Please repeat every record exactly, leaving out any pictures.

(Natural-language object grounding data)
━━━

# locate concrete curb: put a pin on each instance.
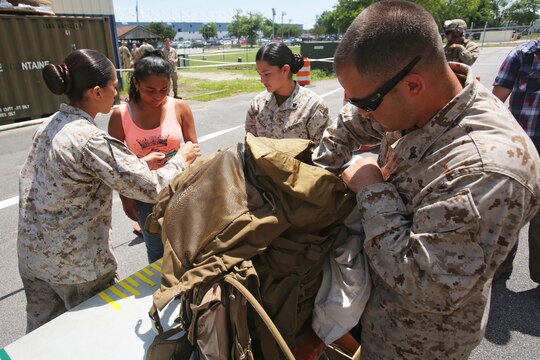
(21, 124)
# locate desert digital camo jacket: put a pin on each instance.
(342, 138)
(65, 190)
(457, 192)
(303, 115)
(466, 53)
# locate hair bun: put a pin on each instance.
(298, 63)
(58, 78)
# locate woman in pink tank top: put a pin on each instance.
(152, 125)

━━━

• _Completed exercise_
# locate concrete curb: put a pin on each instance.
(21, 124)
# locate desert digital camo jacket: put a pin on each instance.
(342, 138)
(65, 190)
(457, 192)
(303, 115)
(466, 53)
# locate hair bun: put a pin on each instance.
(298, 63)
(58, 78)
# locate woman in pink tank top: put a pin on each instance.
(152, 125)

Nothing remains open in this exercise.